**Brano da leggere**
-------------------------
Il pericolo serio e concreto è quello di continuare a interpretare ed affrontare questa crisi, così drammatica, affidandosi a spiegazioni riduzionistiche e deterministiche e, contemporaneamente, sottovalutando la “questione culturale” e uno dei grandi “mali” del nostro tempo, ad essa correlato: l’indifferenza (1998).

 

Società dell’irresponsabilità e superamento della dicotomia tra formazione umanistica e scientifica

Come già accennato, nel 2009 ho condotto una ricerca a seguito del terremoto dell’Aquila – città cui sono molto legato e dove ho insegnato per lungo tempo – partendo da una studio empirico condotto su come la stampa e i media avevano raccontato il terremoto: recuperando un concetto e una definizione operativa proposti in passato, ho scelto come titolo di quella ricerca “La società dell’irresponsabilità” (rinvio ad un contributo pubblicato da LSDI – Libertà di Stampa Diritto all’Informazione: La Società dell’Irresponsabilità). Proprio a voler sottolineare, tra le numerose e correlate dimensioni, come ci troviamo in un contesto in cui atti e fatti, anche molto gravi, possono avvenire nel pieno rispetto delle leggi e delle normative, dell’osservanza formale e rigorosa delle regole e delle procedure.
-------------------------
**Informazioni estratte**
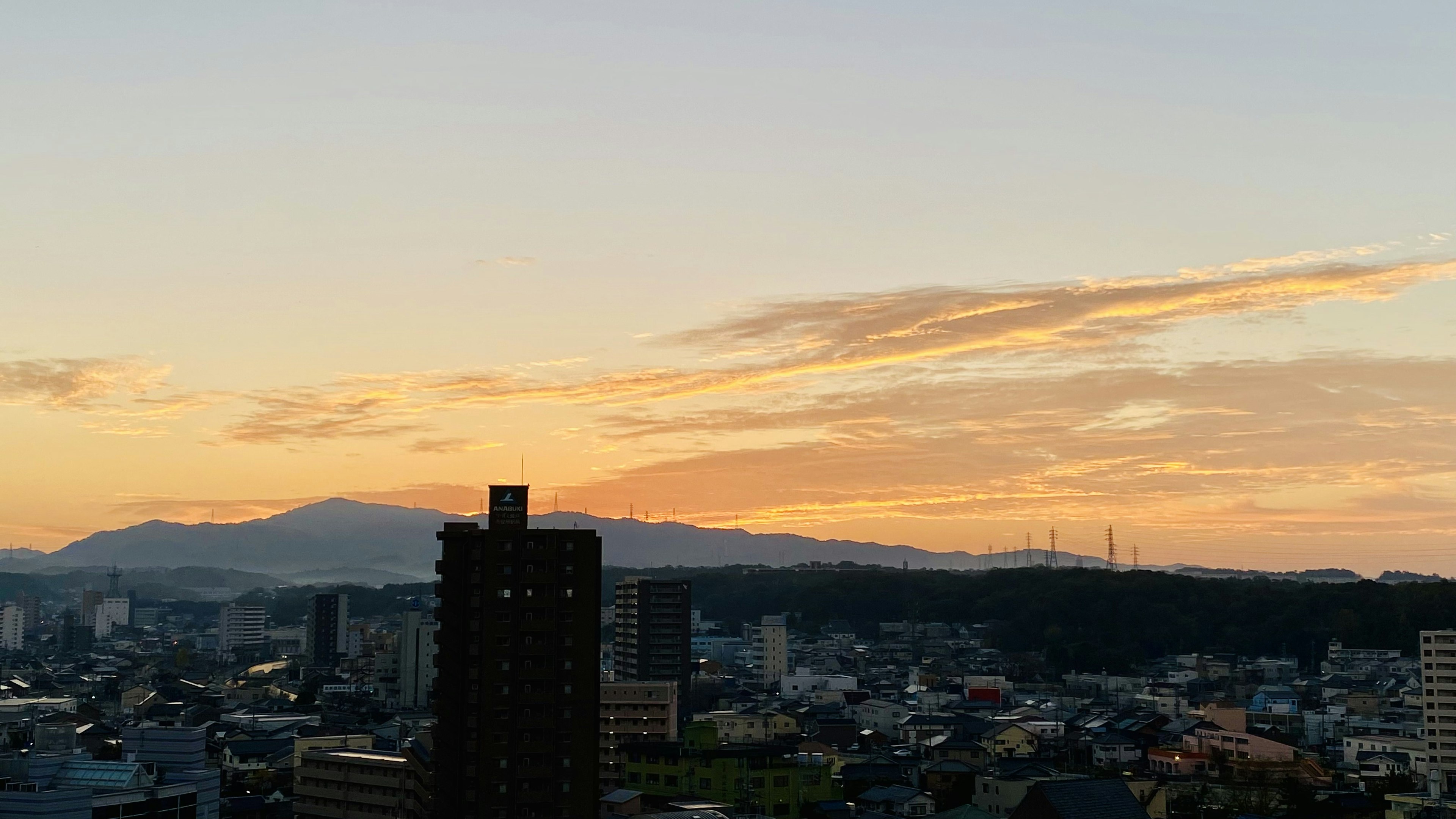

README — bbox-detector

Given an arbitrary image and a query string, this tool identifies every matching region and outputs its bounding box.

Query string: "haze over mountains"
[8,498,1104,583]
[0,498,1415,586]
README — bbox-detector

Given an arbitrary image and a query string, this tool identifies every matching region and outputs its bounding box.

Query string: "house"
[1356,750,1411,780]
[981,723,1037,759]
[619,721,833,819]
[1249,685,1299,714]
[221,737,293,775]
[930,805,996,819]
[849,700,910,736]
[855,786,935,816]
[1012,780,1149,819]
[1092,731,1143,768]
[971,759,1070,816]
[1182,727,1299,762]
[1147,748,1208,777]
[839,752,919,799]
[920,736,988,771]
[920,759,976,806]
[597,788,642,819]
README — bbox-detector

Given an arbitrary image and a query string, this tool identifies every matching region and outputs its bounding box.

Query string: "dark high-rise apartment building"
[303,595,350,666]
[434,487,601,819]
[612,577,693,693]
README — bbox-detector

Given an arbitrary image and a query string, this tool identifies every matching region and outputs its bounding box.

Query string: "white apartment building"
-------------------------
**Cosa fare**
**A.** Modifica i record dall'inizio fino alla riga con "[597,788,642,819]", inclusa, sostituendo "image" con "photo" e lasciando tutto il resto invariato. Ometti le immagini nella risposta.
**B.** Riprendi il brano sulla società dell'irresponsabilità e proseguilo dopo la sua ultima frase.

**Soluzioni dei compiti**
**A.**
README — bbox-detector

Given an arbitrary photo and a query string, this tool identifies every matching region and outputs its bounding box.

Query string: "haze over mountains"
[8,498,1104,583]
[0,498,1415,586]
README — bbox-detector

Given an arbitrary photo and a query string, this tool identifies every matching region and outputs its bounding box.

Query string: "house"
[1356,750,1411,780]
[981,723,1037,759]
[619,721,833,819]
[1249,685,1299,714]
[221,737,293,775]
[930,805,996,819]
[849,700,910,736]
[855,786,935,816]
[1012,780,1149,819]
[1092,731,1143,768]
[971,759,1070,816]
[1182,727,1299,762]
[1147,748,1208,777]
[839,752,919,799]
[920,736,988,771]
[920,759,976,806]
[597,788,642,819]

**B.**
Una dimensione, quella della responsabilità, che riguarda da vicino la libertà. E gli stessi concetti di libertà e responsabilità andrebbero ripensati in chiave relazionale, perché presuppongono il Noi, non l’Io. Ma una “cultura della responsabilità” non può/non potrà mai essere imposta dall’alto (così come l’etica), o veicolata attraverso sofisticate campagne di comunicazione/marketing; deve essere socialmente e culturalmente costruita fin dai primi anni di vita e, poi, di studio. Sono la Scuola, e le altre agenzie di socializzazione, le vere responsabili di questo processo così importante che riguarda direttamente anche le tematiche inerenti la legalità, la corruzione, la prevenzione, il rispetto dell’Altro da noi, il nostro vivere insieme etc.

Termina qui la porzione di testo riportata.